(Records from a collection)
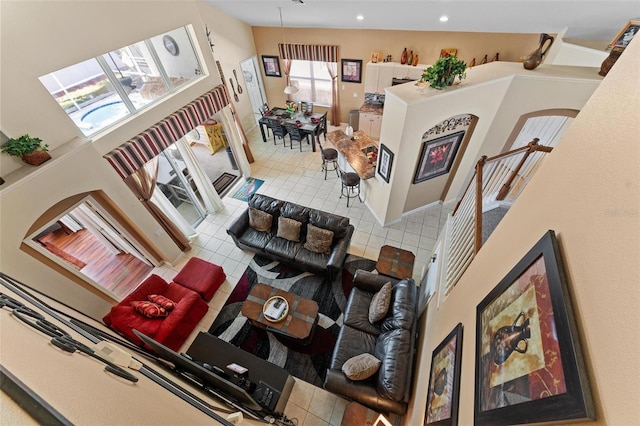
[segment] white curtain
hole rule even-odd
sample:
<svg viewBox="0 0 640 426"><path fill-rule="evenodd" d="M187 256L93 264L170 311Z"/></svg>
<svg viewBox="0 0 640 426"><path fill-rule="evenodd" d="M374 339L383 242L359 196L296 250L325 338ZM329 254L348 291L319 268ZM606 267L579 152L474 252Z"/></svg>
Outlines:
<svg viewBox="0 0 640 426"><path fill-rule="evenodd" d="M200 167L200 163L198 163L198 160L191 150L191 147L189 147L186 139L178 139L176 146L178 147L178 152L180 152L187 169L189 169L189 174L191 175L193 182L198 188L198 192L202 197L202 202L204 203L207 213L214 213L222 210L224 208L224 204L222 203L220 196L214 189L213 184L209 182L209 178L202 170L202 167Z"/></svg>
<svg viewBox="0 0 640 426"><path fill-rule="evenodd" d="M231 113L231 108L229 108L229 106L224 107L220 111L220 118L222 125L227 130L227 142L229 142L229 146L233 151L233 156L236 159L238 168L240 169L242 176L248 178L251 176L251 166L249 165L249 160L247 160L244 148L242 147L242 138L240 137L238 126L235 122L236 118Z"/></svg>
<svg viewBox="0 0 640 426"><path fill-rule="evenodd" d="M144 168L147 170L147 173L149 174L154 173L154 165L157 168L157 164L158 164L157 158L158 157L154 159L156 161L151 160L147 164L145 164ZM171 204L171 201L169 201L169 199L162 193L162 191L153 191L153 194L151 194L151 202L154 203L156 206L158 206L160 210L162 210L162 212L165 215L167 215L169 220L173 222L173 224L177 226L178 229L180 229L180 232L182 232L182 234L185 237L187 238L195 237L196 230L193 229L191 224L187 222L187 220L184 217L182 217L180 212L178 212L178 210L173 206L173 204Z"/></svg>

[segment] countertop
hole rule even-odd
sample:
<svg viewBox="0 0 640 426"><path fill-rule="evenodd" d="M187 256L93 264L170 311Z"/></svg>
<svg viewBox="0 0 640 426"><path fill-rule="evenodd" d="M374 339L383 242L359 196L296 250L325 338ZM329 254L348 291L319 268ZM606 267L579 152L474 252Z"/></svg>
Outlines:
<svg viewBox="0 0 640 426"><path fill-rule="evenodd" d="M360 107L360 112L368 112L370 114L382 114L384 110L384 104L379 102L365 102Z"/></svg>
<svg viewBox="0 0 640 426"><path fill-rule="evenodd" d="M345 157L360 179L371 179L376 171L376 161L369 160L362 150L370 148L377 153L378 142L361 130L353 132L353 136L355 140L351 140L342 130L327 133L333 146Z"/></svg>

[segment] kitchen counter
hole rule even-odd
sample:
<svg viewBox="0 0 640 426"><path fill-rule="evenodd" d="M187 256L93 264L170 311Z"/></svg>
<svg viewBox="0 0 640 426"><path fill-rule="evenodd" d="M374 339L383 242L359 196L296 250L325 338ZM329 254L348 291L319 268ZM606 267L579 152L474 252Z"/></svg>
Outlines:
<svg viewBox="0 0 640 426"><path fill-rule="evenodd" d="M327 133L327 138L338 150L353 168L353 170L360 176L360 179L371 179L376 171L376 160L378 152L378 142L371 139L363 131L353 132L355 140L351 140L342 130L335 130ZM365 151L375 152L373 158L367 156Z"/></svg>
<svg viewBox="0 0 640 426"><path fill-rule="evenodd" d="M381 104L379 102L365 102L362 104L358 111L370 114L382 114L383 110L384 104Z"/></svg>

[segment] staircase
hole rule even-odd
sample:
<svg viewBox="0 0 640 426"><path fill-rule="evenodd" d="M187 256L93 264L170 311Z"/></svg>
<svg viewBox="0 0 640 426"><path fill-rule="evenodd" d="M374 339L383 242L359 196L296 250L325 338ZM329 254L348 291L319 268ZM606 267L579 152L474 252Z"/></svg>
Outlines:
<svg viewBox="0 0 640 426"><path fill-rule="evenodd" d="M458 282L482 245L509 211L511 205L553 148L538 145L538 138L512 151L476 164L462 199L445 226L444 271L447 294Z"/></svg>

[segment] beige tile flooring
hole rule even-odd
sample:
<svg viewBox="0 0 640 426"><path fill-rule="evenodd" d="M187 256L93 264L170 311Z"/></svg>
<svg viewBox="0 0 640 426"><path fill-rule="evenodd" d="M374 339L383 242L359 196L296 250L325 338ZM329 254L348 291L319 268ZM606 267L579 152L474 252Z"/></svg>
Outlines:
<svg viewBox="0 0 640 426"><path fill-rule="evenodd" d="M351 200L347 208L346 200L340 199L340 180L333 172L324 179L320 153L312 152L310 145L303 145L303 152L300 152L298 147L283 147L280 140L277 145L272 139L265 143L257 129L249 133L248 138L255 158L251 164L251 176L264 180L259 193L349 217L355 226L349 248L351 254L376 260L380 247L385 244L412 251L416 255L414 279L419 282L422 267L431 256L439 230L450 210L439 204L433 205L382 227L364 203ZM326 144L330 145L329 142ZM231 190L229 194L233 192ZM178 264L153 271L171 279L189 257L197 256L221 265L227 274L227 280L209 304L209 312L181 351L187 350L198 332L209 329L253 257L253 253L238 249L226 233L227 226L247 208L247 204L230 195L223 202L223 211L209 215L198 226L192 249ZM298 426L340 425L347 403L324 389L296 380L285 414L288 418L297 419ZM246 420L245 423L259 424Z"/></svg>

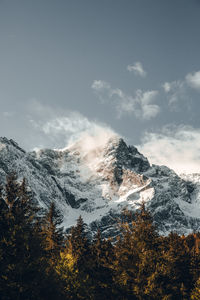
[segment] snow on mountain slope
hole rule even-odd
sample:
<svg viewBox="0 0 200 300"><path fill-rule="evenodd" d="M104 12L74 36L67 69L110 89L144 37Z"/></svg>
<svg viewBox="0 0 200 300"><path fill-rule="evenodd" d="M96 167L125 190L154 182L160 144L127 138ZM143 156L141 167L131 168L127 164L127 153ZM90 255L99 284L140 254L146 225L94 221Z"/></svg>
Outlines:
<svg viewBox="0 0 200 300"><path fill-rule="evenodd" d="M0 138L0 181L12 171L27 179L41 206L55 201L66 228L82 215L93 231L115 235L121 211L145 201L162 233L200 229L200 175L179 177L165 166L150 166L116 135L29 153Z"/></svg>

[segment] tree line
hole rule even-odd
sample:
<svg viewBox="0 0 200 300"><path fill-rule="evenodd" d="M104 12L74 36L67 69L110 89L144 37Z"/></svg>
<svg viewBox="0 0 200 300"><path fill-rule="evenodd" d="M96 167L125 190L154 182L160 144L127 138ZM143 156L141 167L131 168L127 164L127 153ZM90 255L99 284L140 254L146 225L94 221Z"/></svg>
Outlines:
<svg viewBox="0 0 200 300"><path fill-rule="evenodd" d="M0 189L0 299L200 299L200 234L159 235L142 204L124 211L115 241L70 233L54 202L38 208L26 180Z"/></svg>

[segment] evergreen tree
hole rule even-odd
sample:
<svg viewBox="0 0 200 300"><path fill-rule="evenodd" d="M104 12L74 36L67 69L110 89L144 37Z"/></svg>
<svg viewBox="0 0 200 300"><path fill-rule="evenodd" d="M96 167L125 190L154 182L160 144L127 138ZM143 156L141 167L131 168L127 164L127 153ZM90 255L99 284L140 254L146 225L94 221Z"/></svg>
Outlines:
<svg viewBox="0 0 200 300"><path fill-rule="evenodd" d="M152 216L142 203L136 220L132 222L132 239L137 253L137 273L133 290L138 299L148 299L152 293L149 279L155 273L156 262L159 259L158 238Z"/></svg>
<svg viewBox="0 0 200 300"><path fill-rule="evenodd" d="M133 286L137 274L138 254L134 246L131 226L123 224L122 237L115 246L114 282L124 299L136 299Z"/></svg>
<svg viewBox="0 0 200 300"><path fill-rule="evenodd" d="M36 293L34 288L29 293L29 288L34 285L34 268L38 265L34 257L37 257L40 243L34 235L33 211L29 200L25 181L19 185L14 174L8 176L1 199L1 206L4 207L1 219L4 218L6 224L0 241L4 261L0 280L2 299L14 299L17 294L19 299L24 295L31 299Z"/></svg>
<svg viewBox="0 0 200 300"><path fill-rule="evenodd" d="M129 212L126 216L128 222L122 224L122 237L115 247L115 279L126 299L165 299L168 278L153 219L144 203L135 218Z"/></svg>
<svg viewBox="0 0 200 300"><path fill-rule="evenodd" d="M113 281L113 246L110 240L102 239L100 230L94 237L92 248L92 271L95 299L117 299L117 287Z"/></svg>
<svg viewBox="0 0 200 300"><path fill-rule="evenodd" d="M125 211L121 236L92 241L83 219L64 240L52 202L42 220L26 180L0 188L2 300L200 299L200 234L159 236L142 204Z"/></svg>
<svg viewBox="0 0 200 300"><path fill-rule="evenodd" d="M38 208L27 192L25 180L19 184L16 176L8 176L0 206L1 299L54 299L58 295L55 284L52 289L55 281L45 274L47 263L35 227Z"/></svg>
<svg viewBox="0 0 200 300"><path fill-rule="evenodd" d="M175 299L185 299L192 282L190 254L185 246L184 238L177 233L170 233L165 242L166 251L163 257L166 261L165 274L168 277L168 290Z"/></svg>
<svg viewBox="0 0 200 300"><path fill-rule="evenodd" d="M92 271L92 252L81 217L71 229L65 248L60 252L56 271L63 282L68 299L95 299Z"/></svg>
<svg viewBox="0 0 200 300"><path fill-rule="evenodd" d="M68 242L71 244L73 255L77 257L78 267L87 269L91 249L87 238L86 224L81 216L78 218L76 226L72 227Z"/></svg>
<svg viewBox="0 0 200 300"><path fill-rule="evenodd" d="M42 236L44 249L51 263L57 259L64 242L63 228L60 227L63 218L52 202L42 222Z"/></svg>
<svg viewBox="0 0 200 300"><path fill-rule="evenodd" d="M199 300L200 299L200 278L197 280L194 289L191 293L191 300Z"/></svg>

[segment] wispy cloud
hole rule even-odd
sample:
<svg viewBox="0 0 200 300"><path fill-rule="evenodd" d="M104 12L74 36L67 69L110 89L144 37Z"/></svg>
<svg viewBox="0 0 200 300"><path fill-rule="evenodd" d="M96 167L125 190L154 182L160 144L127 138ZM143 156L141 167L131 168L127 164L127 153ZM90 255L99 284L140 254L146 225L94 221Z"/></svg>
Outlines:
<svg viewBox="0 0 200 300"><path fill-rule="evenodd" d="M162 87L163 87L163 89L166 93L169 93L172 89L172 83L171 82L165 82L165 83L163 83Z"/></svg>
<svg viewBox="0 0 200 300"><path fill-rule="evenodd" d="M147 75L147 72L144 70L142 63L137 61L133 65L128 65L126 69L129 72L134 72L135 75L139 75L141 77L145 77Z"/></svg>
<svg viewBox="0 0 200 300"><path fill-rule="evenodd" d="M175 80L172 82L165 82L162 85L165 93L167 94L169 106L177 108L179 100L186 98L185 82L181 80Z"/></svg>
<svg viewBox="0 0 200 300"><path fill-rule="evenodd" d="M200 71L187 74L185 80L191 88L200 91Z"/></svg>
<svg viewBox="0 0 200 300"><path fill-rule="evenodd" d="M100 132L107 136L116 135L108 125L89 120L77 111L62 111L37 100L31 102L30 108L27 118L34 130L37 148L63 148L83 135L95 136Z"/></svg>
<svg viewBox="0 0 200 300"><path fill-rule="evenodd" d="M111 103L121 117L123 114L133 114L137 118L150 120L157 116L160 107L155 104L158 91L137 90L134 96L128 95L119 88L112 88L108 82L94 80L92 89L102 102Z"/></svg>
<svg viewBox="0 0 200 300"><path fill-rule="evenodd" d="M157 95L158 91L142 92L141 90L137 90L135 100L140 106L140 109L138 110L139 117L150 120L157 116L160 112L160 107L153 103L157 98Z"/></svg>
<svg viewBox="0 0 200 300"><path fill-rule="evenodd" d="M92 83L92 88L96 91L110 90L111 86L108 82L103 80L94 80Z"/></svg>
<svg viewBox="0 0 200 300"><path fill-rule="evenodd" d="M159 132L146 132L138 148L151 163L169 166L177 173L199 173L200 128L166 126Z"/></svg>
<svg viewBox="0 0 200 300"><path fill-rule="evenodd" d="M179 101L188 100L191 89L200 91L200 71L188 73L184 79L165 82L162 85L167 94L169 106L177 109Z"/></svg>

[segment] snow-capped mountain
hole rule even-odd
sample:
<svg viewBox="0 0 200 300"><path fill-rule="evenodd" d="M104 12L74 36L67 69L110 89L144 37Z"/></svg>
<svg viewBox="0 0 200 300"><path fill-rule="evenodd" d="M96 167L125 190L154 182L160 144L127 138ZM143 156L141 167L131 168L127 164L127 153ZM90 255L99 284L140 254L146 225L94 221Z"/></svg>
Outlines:
<svg viewBox="0 0 200 300"><path fill-rule="evenodd" d="M13 171L27 179L42 207L55 201L66 228L81 215L93 231L100 227L104 236L115 235L121 211L144 201L160 232L200 229L200 174L178 176L166 166L151 166L118 136L36 152L0 138L0 182Z"/></svg>

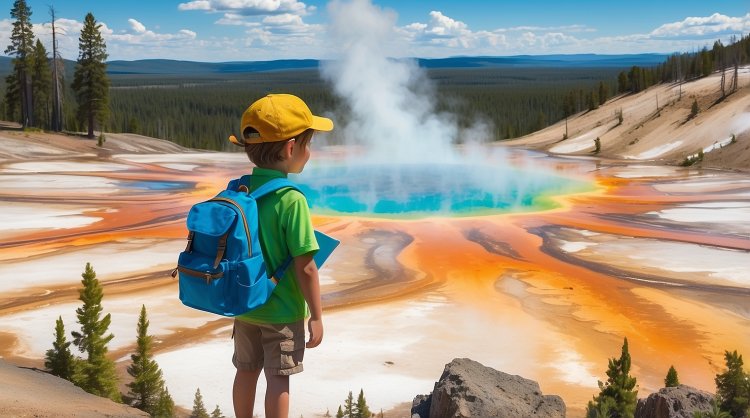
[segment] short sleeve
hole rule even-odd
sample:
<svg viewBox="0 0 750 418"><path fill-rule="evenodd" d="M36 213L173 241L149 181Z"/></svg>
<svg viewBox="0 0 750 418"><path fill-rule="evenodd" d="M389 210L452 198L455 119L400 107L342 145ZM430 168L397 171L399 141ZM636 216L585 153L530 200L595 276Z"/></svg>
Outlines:
<svg viewBox="0 0 750 418"><path fill-rule="evenodd" d="M318 241L315 239L310 208L302 193L290 190L284 198L282 225L286 238L286 245L292 257L316 252Z"/></svg>

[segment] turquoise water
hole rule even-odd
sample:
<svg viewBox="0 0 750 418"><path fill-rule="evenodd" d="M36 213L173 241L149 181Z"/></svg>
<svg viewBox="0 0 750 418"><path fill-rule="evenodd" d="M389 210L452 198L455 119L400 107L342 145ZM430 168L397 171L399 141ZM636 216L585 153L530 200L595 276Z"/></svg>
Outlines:
<svg viewBox="0 0 750 418"><path fill-rule="evenodd" d="M185 181L121 181L120 186L131 188L131 189L145 189L145 190L178 190L185 189L192 186L193 183Z"/></svg>
<svg viewBox="0 0 750 418"><path fill-rule="evenodd" d="M544 170L468 164L309 167L292 180L313 213L397 218L551 209L550 197L593 188Z"/></svg>

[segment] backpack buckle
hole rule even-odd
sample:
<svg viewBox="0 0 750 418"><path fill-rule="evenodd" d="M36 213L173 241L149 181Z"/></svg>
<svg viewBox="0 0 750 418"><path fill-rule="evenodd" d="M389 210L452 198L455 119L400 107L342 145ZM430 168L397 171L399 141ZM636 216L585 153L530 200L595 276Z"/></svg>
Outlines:
<svg viewBox="0 0 750 418"><path fill-rule="evenodd" d="M207 285L211 284L211 273L206 273L203 277L206 279Z"/></svg>

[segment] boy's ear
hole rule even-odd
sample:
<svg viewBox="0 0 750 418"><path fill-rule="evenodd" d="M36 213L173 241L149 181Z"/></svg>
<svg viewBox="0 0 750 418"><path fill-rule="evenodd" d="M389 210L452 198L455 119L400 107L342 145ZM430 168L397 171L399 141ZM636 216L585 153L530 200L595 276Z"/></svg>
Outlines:
<svg viewBox="0 0 750 418"><path fill-rule="evenodd" d="M295 142L297 142L297 141L287 141L284 144L284 148L283 148L282 152L284 154L284 159L285 160L289 159L289 158L292 158L292 151L294 151L294 143Z"/></svg>

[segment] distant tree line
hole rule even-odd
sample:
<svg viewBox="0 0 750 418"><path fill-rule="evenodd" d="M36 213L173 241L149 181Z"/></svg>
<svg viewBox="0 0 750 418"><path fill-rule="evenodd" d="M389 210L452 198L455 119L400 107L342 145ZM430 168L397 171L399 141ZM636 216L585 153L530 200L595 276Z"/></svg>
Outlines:
<svg viewBox="0 0 750 418"><path fill-rule="evenodd" d="M570 89L576 94L605 85L613 91L617 69L441 69L429 70L437 112L448 112L460 128L486 122L491 139L515 138L560 120ZM273 92L300 96L316 112L346 106L316 70L292 70L174 78L112 75L108 129L164 138L193 148L229 149L227 136L256 98ZM337 120L338 123L345 120Z"/></svg>
<svg viewBox="0 0 750 418"><path fill-rule="evenodd" d="M732 36L729 45L720 40L713 48L703 47L698 52L675 53L655 67L633 66L617 76L618 93L638 93L658 83L683 82L707 77L714 71L721 72L722 98L737 90L739 67L748 63L750 57L750 35L737 39ZM726 73L731 79L727 81Z"/></svg>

### Work instructions
Whenever a line in the entries holds the word "mountain", copy that line.

### Answer to this exercise
[segment] snow on mountain slope
[segment] snow-capped mountain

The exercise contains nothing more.